## GIVEN INSTRUCTION:
Reproduce word for word the lines below, from the line that contains "Reviewer note: check that every instance of the white crop" up to and including the line that contains "Reviewer note: check that every instance of the woman's hand".
++++++++
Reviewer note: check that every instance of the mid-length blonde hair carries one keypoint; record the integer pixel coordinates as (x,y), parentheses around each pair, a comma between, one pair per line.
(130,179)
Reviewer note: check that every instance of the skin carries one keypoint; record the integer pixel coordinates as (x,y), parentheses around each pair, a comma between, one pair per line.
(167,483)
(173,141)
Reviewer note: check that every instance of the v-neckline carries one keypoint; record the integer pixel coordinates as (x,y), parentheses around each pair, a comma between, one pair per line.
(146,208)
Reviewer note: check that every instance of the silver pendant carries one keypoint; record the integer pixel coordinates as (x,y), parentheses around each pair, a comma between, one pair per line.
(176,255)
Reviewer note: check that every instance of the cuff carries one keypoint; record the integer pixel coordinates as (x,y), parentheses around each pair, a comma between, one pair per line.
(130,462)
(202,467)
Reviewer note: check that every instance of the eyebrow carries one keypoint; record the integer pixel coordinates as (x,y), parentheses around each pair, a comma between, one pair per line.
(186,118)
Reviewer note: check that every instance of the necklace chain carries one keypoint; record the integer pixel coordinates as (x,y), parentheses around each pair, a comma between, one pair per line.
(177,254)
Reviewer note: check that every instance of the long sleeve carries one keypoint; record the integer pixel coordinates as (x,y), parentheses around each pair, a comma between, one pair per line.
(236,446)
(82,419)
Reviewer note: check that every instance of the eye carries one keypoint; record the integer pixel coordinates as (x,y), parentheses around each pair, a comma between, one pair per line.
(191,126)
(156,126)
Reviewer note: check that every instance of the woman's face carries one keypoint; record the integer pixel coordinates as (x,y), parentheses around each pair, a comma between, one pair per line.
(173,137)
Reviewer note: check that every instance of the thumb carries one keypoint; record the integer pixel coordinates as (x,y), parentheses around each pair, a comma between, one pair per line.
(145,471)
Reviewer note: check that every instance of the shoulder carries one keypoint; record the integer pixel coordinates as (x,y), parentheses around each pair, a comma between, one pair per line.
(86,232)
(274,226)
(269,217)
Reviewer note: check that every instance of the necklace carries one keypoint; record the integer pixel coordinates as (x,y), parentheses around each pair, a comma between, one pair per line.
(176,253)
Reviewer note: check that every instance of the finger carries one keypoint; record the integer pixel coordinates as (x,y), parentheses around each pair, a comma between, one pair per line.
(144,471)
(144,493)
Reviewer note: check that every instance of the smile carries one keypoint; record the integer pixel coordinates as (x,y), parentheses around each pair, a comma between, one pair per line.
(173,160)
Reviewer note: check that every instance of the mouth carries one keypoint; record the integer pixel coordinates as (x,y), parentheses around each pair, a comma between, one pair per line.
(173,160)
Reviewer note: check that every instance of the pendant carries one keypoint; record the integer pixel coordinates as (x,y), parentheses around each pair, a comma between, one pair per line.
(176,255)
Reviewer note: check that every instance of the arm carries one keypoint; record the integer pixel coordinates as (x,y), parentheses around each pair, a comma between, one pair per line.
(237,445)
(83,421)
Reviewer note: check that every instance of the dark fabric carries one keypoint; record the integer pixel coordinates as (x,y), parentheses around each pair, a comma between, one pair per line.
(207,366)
++++++++
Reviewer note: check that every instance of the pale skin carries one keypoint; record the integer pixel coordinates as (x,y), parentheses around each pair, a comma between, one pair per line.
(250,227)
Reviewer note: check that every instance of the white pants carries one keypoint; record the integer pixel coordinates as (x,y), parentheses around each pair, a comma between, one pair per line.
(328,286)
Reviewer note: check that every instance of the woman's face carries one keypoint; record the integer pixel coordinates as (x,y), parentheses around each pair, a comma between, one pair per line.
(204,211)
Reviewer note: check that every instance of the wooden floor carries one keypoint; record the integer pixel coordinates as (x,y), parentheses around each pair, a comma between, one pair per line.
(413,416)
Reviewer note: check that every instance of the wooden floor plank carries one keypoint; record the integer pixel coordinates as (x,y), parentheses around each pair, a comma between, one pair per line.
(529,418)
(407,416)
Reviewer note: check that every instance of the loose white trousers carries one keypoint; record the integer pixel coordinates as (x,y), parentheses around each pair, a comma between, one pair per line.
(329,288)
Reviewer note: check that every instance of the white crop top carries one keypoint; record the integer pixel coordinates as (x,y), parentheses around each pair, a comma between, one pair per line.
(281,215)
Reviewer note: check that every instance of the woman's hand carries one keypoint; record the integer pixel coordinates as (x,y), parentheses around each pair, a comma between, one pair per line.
++++++++
## ANSWER TO THIS TASK:
Reviewer note: check that every instance of the white crop top carries one keypoint; record the integer pixel coordinates as (x,y), parentheses around each pair, a comma between, one pair per line.
(281,215)
Reviewer note: check that every instance of the woman's hand carries one keypoint; record the integer pixel coordinates as (x,y), parentheses around each pair, a comma between, one pair per line.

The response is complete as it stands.